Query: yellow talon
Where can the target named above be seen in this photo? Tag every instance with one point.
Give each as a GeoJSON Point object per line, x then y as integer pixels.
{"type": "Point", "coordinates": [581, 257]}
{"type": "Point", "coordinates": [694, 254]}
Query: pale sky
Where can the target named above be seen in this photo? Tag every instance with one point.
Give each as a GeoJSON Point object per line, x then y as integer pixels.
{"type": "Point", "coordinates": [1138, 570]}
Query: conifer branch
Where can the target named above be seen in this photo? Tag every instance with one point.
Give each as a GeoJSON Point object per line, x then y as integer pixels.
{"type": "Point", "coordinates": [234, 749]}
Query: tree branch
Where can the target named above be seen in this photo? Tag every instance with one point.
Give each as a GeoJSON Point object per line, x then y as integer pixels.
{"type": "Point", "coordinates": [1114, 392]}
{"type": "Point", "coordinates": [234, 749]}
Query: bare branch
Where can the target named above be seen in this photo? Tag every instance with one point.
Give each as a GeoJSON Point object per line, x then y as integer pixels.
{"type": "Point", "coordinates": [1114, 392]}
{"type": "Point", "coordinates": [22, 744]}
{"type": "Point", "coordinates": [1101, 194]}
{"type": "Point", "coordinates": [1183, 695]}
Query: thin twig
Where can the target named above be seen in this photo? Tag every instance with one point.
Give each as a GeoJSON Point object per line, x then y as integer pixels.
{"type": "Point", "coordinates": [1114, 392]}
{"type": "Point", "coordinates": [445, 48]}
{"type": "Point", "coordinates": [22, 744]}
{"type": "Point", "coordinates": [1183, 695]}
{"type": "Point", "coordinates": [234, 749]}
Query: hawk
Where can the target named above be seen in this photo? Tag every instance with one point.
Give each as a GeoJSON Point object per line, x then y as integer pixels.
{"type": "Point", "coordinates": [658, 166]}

§ §

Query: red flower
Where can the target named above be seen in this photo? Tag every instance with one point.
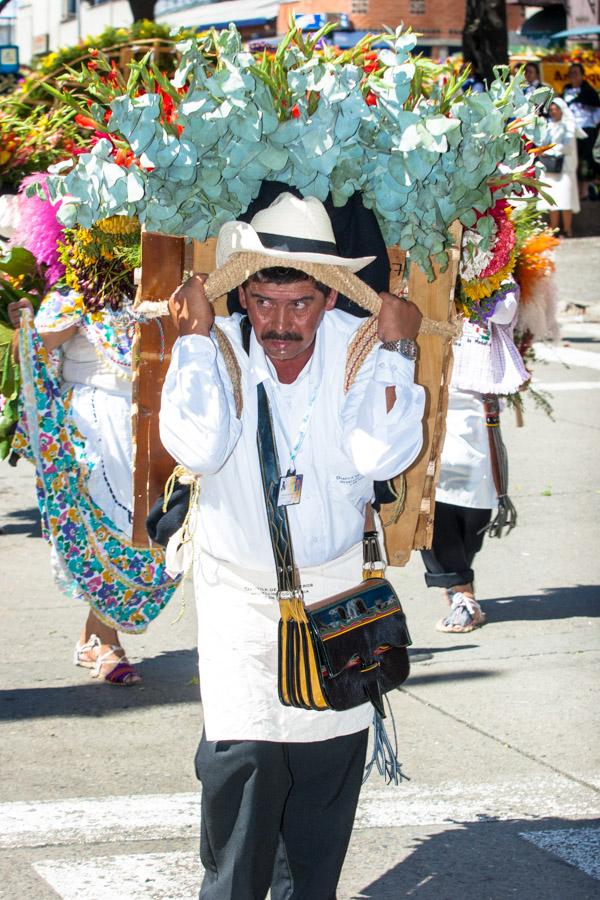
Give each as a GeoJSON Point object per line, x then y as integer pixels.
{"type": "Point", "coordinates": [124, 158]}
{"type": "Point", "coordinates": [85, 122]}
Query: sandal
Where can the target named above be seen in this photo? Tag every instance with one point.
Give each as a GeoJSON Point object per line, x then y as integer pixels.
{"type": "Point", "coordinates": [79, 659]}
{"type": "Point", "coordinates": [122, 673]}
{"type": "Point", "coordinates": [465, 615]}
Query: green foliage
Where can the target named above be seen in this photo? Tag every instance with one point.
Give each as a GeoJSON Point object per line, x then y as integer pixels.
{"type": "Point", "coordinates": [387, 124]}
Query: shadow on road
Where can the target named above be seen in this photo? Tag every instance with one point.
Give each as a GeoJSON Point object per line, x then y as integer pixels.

§ §

* DESCRIPTION OF THE TASK
Lines in the data above may contain the word "Query"; count them and give only the number.

* REPLY TO THE TASK
11